Analysing graffiti helps to understand the Egyptian uprising of 2011

November 8, 2018 by Johanna Hillgren, University of Gothenburg
Credit: CC0 Public Domain

How are the protesters who were killed in connection with the Egyptian uprising of 2011 depicted? A thesis in religious studies has shown that an analysis of the cultural production surrounding the 2011 protests in Cairo and their aftermath—which included graffiti and murals—can assist in the understanding of the uprising.

In her thesis, Giulia Giubergia analysed the cultural output in the form of graffiti, official monuments and the anniversary celebrations in remembrance of the protesters who died during the confrontation with the police and the military in public places in downtown Cairo following the uprising in 2011.

"Through examining this kind of material, you can shed light on the multifaceted and at times conflicting narratives about the uprising that were produced and reproduced on the walls, streets and squares of downtown Cairo," says Giulia Giubergia.

Studies in the field of cultural sociology of religion, like this thesis, are not common within research. They are aimed at investigating how the boundary between the sacred and the profane is drawn in various sociocultural contexts, and in this thesis, the concept of 'the sacred' is used to analyse and understand the struggle over the symbolic meaning of the uprising in Cairo.

The thesis describes Cairo's development and its downtown quarter, in particular Tahrir Square, Mohammad Mahmoud Street, and Yussef al-Gendy Street.

Portrayed martyrs

Giulia Giubergia analyses how people who died during the anti-government demonstrations have been portrayed and represented on Cairo's walls. Victims such as Belal Ali Gaber are represented as angels—symbols of innocence—and incorporated into a wider martyrological narrative.

The martyrological narrative, which refers to the people who died as innocent victims of the uprising, is not typical for Sunni Muslim narratives of martyrdom, which more often present martyrs as active campaigners who take up arms and fight for the integrity of the community and in defence of the faith.

Through the analysis of a variety of graffiti and murals that have been repainted and modified several times, it is possible to highlight the changes that occurred in the political climate in Egypt between the beginning and end of 2012. The changes in the visual presentation of the martyrs reflects a broader political shift in the country, according to Giulia Giubergia.

____

> [What is being asked]:
Answer these questions about the article on Cairo graffiti above.
(a) Which three places in downtown Cairo does the thesis describe?
(b) As what are victims such as Belal Ali Gaber represented on Cairo's walls?
(c) Across what span of time does the analysis of repainted graffiti and murals highlight changes in Egypt's political climate?

> [Records of labeled points]:

____

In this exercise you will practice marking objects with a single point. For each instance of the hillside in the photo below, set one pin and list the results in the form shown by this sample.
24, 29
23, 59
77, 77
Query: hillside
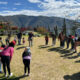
24, 21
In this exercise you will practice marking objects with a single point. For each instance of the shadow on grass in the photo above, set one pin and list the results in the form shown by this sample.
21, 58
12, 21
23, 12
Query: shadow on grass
13, 78
60, 50
20, 47
64, 53
43, 46
75, 76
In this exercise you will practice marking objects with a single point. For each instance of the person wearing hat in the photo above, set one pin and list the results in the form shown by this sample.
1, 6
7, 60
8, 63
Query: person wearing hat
26, 60
6, 57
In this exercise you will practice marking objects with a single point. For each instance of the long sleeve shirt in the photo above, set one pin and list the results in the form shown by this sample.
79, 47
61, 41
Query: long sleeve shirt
8, 52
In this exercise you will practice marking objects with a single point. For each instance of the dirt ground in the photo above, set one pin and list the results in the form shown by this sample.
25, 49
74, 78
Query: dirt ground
47, 63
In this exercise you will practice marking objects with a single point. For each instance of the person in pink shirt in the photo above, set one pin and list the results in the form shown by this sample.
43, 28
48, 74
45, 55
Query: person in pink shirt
26, 60
6, 57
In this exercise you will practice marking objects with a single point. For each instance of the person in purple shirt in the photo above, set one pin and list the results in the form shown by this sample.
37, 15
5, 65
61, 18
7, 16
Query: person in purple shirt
26, 60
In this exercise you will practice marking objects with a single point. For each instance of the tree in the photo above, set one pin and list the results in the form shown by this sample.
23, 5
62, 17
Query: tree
42, 30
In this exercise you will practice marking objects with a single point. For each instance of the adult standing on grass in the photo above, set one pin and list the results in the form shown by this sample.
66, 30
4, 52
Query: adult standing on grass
46, 39
53, 39
30, 39
26, 60
62, 39
19, 36
6, 57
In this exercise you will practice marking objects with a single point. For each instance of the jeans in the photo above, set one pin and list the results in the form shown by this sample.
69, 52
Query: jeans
6, 63
26, 65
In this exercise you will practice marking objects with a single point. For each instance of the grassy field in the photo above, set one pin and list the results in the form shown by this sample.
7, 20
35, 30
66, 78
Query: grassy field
48, 62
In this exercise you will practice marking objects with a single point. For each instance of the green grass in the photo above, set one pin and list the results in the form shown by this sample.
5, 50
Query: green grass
48, 62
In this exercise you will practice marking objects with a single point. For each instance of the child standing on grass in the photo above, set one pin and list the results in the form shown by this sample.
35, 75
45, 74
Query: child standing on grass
1, 41
26, 60
6, 57
46, 40
23, 40
1, 49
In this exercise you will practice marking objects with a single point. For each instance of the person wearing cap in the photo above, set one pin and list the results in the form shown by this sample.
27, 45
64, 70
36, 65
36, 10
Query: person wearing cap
6, 57
26, 60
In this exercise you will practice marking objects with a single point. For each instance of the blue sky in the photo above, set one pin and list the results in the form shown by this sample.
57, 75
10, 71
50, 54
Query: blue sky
60, 8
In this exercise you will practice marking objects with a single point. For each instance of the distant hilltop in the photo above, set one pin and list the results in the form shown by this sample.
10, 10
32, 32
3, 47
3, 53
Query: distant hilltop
34, 21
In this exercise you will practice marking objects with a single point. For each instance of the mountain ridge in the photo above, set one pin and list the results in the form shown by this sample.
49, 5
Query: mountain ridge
25, 21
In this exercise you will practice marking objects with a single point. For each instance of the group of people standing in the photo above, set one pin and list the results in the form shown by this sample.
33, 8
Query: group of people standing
53, 36
74, 40
70, 39
6, 53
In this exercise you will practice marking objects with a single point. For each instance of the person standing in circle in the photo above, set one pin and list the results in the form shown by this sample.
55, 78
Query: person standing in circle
6, 57
26, 60
30, 39
46, 40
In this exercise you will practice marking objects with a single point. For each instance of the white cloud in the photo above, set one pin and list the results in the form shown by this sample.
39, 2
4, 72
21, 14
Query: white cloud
68, 9
1, 2
34, 1
17, 4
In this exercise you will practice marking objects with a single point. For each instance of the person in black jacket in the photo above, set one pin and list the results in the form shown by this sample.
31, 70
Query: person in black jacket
26, 60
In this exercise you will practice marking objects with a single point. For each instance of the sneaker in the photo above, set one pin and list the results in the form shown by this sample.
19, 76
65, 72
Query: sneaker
11, 75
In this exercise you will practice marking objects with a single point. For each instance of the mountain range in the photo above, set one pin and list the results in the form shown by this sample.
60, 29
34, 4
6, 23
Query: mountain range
25, 21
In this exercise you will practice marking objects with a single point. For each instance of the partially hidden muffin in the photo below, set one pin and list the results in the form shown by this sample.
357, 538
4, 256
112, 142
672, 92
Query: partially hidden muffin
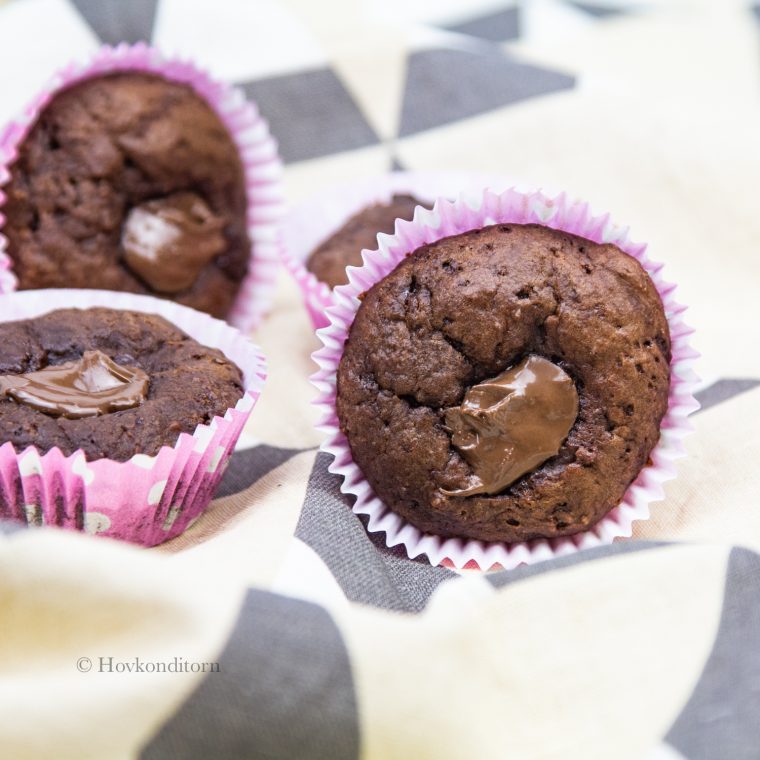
507, 383
112, 383
130, 182
344, 247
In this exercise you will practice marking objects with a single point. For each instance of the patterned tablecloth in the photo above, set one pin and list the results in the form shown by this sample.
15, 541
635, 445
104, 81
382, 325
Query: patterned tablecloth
318, 641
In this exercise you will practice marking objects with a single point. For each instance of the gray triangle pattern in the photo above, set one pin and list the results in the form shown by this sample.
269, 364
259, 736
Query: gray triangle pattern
117, 21
444, 86
495, 27
311, 114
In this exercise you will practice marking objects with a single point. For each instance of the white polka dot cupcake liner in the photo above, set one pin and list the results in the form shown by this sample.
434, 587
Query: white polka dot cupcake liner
309, 223
258, 153
147, 499
452, 218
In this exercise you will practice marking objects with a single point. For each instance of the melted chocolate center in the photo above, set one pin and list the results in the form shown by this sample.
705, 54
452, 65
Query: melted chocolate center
508, 426
168, 241
93, 385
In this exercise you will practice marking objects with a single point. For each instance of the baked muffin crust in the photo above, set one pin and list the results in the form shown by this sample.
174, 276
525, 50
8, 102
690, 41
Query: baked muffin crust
463, 309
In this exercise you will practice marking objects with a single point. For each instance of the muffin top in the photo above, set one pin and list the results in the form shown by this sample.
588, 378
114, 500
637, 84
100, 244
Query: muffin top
507, 383
112, 383
344, 247
130, 182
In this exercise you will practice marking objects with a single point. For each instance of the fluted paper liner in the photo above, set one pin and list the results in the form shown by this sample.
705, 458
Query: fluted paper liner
452, 218
147, 499
257, 149
313, 220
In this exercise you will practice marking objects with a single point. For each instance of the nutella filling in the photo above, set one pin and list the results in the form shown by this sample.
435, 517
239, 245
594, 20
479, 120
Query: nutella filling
168, 241
93, 385
508, 426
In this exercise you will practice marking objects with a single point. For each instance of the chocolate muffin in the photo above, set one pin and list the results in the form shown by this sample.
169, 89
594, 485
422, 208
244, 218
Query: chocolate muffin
130, 182
507, 383
112, 383
344, 248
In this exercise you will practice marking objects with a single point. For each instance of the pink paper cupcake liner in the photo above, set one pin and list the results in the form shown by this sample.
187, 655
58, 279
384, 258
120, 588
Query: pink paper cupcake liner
314, 220
258, 153
147, 499
447, 219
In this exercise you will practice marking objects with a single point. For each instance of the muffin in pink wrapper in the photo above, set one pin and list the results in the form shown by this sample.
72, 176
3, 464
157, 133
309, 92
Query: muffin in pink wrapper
139, 173
308, 225
511, 366
144, 499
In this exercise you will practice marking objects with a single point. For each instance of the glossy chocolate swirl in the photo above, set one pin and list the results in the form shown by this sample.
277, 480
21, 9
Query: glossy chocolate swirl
168, 241
508, 426
93, 385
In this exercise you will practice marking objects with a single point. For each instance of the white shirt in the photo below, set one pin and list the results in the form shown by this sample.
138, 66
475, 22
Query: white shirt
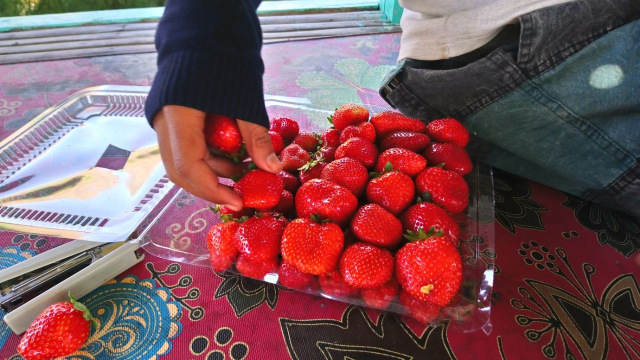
441, 29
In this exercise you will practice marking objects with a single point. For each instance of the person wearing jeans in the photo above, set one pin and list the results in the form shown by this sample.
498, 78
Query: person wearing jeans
554, 96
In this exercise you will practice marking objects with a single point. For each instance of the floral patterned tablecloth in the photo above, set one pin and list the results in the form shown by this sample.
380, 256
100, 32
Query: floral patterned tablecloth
566, 274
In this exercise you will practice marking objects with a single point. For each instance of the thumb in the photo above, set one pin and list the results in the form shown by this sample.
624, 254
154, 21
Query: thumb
258, 142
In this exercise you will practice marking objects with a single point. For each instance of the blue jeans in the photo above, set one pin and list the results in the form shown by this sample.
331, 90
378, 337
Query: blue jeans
556, 97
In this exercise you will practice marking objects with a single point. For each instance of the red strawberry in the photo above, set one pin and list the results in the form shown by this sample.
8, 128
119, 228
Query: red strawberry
358, 149
60, 330
349, 114
287, 204
222, 247
349, 173
403, 160
409, 140
393, 191
333, 284
293, 157
259, 237
391, 121
423, 311
382, 296
326, 153
307, 140
375, 225
222, 133
312, 247
289, 276
331, 137
287, 128
430, 270
259, 189
311, 170
326, 199
425, 216
366, 266
290, 181
363, 130
448, 131
256, 269
452, 156
276, 142
445, 188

____

> [In response]:
(a) Tahrir Square, Mohammad Mahmoud Street, and Yussef al-Gendy Street.
(b) As angels, symbols of innocence.
(c) Between the beginning and end of 2012.